====== TRECHO FORNECIDO

A construção de um encontro

Vera Rolim

 

 

Os psicodramatistas e os psicanalistas circulam no ambiente, também ando por aí. Ouço:

“O amor é a meu ver, o grande desintoxicante, o antídoto mais poderoso contra os venenos da alma.” Paro surpreendida e a fala masculina continua. “O que faz mal é o tédio, o desinteresse, a ausência de simpatia, a cegueira ao Outro.” Deparo com uma mulher bem cuidada, atenta e com expressão enigmática, conversando com alguém firme e de luminosa clareza. Ambos muito envolvidos neste dialogar, momentaneamente distanciados do burburinho reinante naquela grande sala e corredores do Edifício Saber.

============
====== DADOS FORNECIDOS

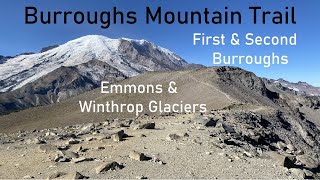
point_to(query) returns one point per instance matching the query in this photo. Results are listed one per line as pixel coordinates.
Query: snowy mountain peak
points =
(131, 59)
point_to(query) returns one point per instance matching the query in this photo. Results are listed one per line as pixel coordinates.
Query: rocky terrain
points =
(299, 87)
(253, 129)
(60, 72)
(220, 144)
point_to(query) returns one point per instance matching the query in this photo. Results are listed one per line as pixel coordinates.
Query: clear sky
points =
(17, 37)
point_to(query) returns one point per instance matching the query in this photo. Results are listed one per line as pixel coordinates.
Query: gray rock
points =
(291, 147)
(82, 159)
(70, 154)
(281, 145)
(282, 160)
(60, 158)
(149, 125)
(37, 140)
(137, 156)
(56, 175)
(73, 141)
(74, 176)
(107, 167)
(45, 148)
(118, 136)
(307, 161)
(205, 121)
(173, 137)
(298, 173)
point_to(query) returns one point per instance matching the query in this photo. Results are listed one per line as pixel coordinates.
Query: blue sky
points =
(17, 37)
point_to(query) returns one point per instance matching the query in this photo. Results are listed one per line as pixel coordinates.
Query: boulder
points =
(57, 175)
(137, 156)
(298, 173)
(307, 161)
(107, 167)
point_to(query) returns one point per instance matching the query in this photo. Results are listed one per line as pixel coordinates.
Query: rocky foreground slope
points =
(254, 129)
(216, 145)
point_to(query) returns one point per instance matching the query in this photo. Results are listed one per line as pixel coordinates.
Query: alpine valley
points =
(59, 72)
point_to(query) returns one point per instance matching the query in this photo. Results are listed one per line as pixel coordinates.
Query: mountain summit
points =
(130, 57)
(76, 67)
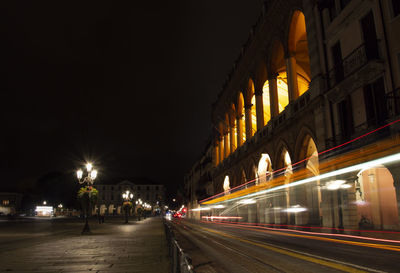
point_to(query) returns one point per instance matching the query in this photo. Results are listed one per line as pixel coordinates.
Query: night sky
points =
(126, 85)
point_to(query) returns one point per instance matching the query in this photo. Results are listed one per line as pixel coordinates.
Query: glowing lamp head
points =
(89, 167)
(93, 174)
(79, 174)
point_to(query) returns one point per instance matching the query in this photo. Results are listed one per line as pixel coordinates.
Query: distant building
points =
(110, 195)
(10, 202)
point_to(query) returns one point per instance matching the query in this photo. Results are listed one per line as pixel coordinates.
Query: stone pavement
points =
(113, 247)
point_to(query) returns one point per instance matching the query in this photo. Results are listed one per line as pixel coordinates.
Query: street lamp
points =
(89, 180)
(139, 203)
(127, 203)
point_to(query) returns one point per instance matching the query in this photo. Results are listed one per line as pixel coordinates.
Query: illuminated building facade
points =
(110, 195)
(312, 76)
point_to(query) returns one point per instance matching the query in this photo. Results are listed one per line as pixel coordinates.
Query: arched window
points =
(266, 103)
(278, 68)
(241, 114)
(298, 47)
(253, 115)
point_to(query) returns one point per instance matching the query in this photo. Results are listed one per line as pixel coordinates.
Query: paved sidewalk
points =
(113, 247)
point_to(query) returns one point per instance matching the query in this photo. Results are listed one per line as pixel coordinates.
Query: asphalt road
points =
(56, 245)
(216, 247)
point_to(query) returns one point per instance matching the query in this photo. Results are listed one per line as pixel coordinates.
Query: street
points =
(56, 245)
(224, 247)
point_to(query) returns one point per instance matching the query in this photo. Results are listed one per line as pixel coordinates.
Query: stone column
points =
(273, 95)
(259, 109)
(221, 149)
(232, 137)
(226, 145)
(292, 77)
(248, 121)
(216, 154)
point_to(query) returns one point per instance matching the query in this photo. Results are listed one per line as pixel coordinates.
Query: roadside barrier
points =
(180, 262)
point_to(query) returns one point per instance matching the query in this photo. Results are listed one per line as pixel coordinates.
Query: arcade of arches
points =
(288, 77)
(366, 199)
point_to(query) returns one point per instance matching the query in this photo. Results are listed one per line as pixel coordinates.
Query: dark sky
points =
(127, 85)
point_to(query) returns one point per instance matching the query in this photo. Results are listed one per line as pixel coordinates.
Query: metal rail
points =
(180, 261)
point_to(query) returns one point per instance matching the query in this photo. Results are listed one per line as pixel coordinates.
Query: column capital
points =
(248, 106)
(258, 92)
(273, 76)
(290, 54)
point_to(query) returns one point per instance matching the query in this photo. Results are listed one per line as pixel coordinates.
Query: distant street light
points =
(139, 210)
(127, 203)
(89, 180)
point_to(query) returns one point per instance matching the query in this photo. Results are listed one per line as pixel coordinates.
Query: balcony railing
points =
(393, 103)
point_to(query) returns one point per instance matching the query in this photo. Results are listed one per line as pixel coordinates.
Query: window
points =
(344, 3)
(337, 62)
(332, 9)
(398, 60)
(370, 38)
(345, 118)
(396, 7)
(375, 104)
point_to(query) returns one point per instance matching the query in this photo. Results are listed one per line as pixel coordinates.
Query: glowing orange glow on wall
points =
(266, 103)
(253, 115)
(234, 140)
(298, 45)
(242, 117)
(283, 94)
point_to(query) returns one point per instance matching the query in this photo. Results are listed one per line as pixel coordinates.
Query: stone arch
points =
(221, 127)
(298, 56)
(251, 102)
(304, 132)
(227, 136)
(264, 168)
(241, 119)
(278, 77)
(233, 127)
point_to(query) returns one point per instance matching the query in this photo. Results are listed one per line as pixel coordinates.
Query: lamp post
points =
(127, 203)
(89, 180)
(139, 209)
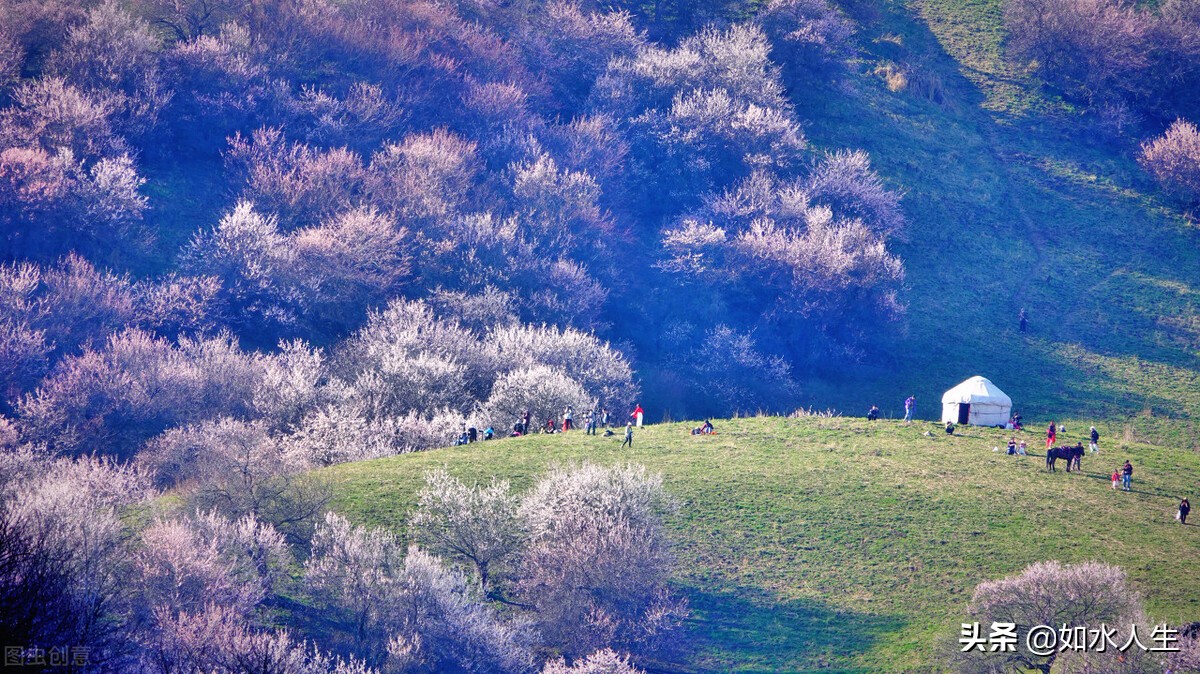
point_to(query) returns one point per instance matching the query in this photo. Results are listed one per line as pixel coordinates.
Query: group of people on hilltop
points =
(1122, 476)
(593, 420)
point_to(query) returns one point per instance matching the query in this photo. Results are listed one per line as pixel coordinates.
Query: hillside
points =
(840, 545)
(1013, 204)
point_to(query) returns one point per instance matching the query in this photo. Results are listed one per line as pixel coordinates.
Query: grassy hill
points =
(1014, 203)
(840, 545)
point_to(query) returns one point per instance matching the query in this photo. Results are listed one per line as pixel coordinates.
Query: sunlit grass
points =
(839, 543)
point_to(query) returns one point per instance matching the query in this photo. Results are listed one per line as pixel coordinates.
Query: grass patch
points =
(841, 545)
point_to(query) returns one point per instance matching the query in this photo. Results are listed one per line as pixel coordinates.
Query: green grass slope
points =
(1013, 204)
(841, 545)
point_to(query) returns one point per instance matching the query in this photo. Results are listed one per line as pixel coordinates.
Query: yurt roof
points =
(977, 390)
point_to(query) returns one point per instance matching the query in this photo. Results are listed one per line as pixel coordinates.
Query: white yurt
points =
(977, 402)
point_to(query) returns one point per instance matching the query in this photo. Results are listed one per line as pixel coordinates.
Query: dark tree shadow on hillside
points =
(1036, 200)
(756, 631)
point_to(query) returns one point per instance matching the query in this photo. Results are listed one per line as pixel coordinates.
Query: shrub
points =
(237, 469)
(1048, 593)
(1089, 49)
(69, 533)
(54, 115)
(112, 401)
(300, 184)
(845, 182)
(187, 564)
(1174, 160)
(474, 524)
(605, 661)
(597, 564)
(347, 265)
(407, 608)
(809, 35)
(541, 390)
(217, 641)
(425, 178)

============

● INSTRUÇÕES DE TRABALHO
**A)** Responda com base no trecho sobre o encontro no Edifício Saber:
(i) Quem circula no ambiente, segundo a primeira frase?
(ii) Como a fala masculina define o amor?
(iii) Do que o casal está momentaneamente distanciado?
**B)** Retome o trecho sobre o encontro no Edifício Saber e dê continuidade à narrativa a partir da última frase apresentada.
Os dados provêm de outra fonte.

● RESPOSTAS POR TAREFA
**A)**
(i) Os psicodramatistas e os psicanalistas.
(ii) Como o grande desintoxicante, o antídoto mais poderoso contra os venenos da alma.
(iii) Do burburinho reinante naquela grande sala e corredores do Edifício Saber.

**B)**
Acabava de finalizar-se um amplo e fértil Congresso, com o tema: “A construção de um encontro”, aberto a psicodramatistas e psicanalistas e, se vocês querem saber, muito concorrido por sinal. Pequenos grupos, formando configurações diversas de círculo, triângulo, pares, pessoas avulsas se espalhavam pelas salas e corredores em bate-papos amistosos, expressões de surpresa, de alegre tranqüilidade do dever cumprido, de bom cansaço de tanta atividade e reflexão, da satisfação de ter alcançado mesmo que fugazmente uma paz garimpada e uma troca profícua, início de uma sabedoria, que integra a tolerância como parte do jogo existencial.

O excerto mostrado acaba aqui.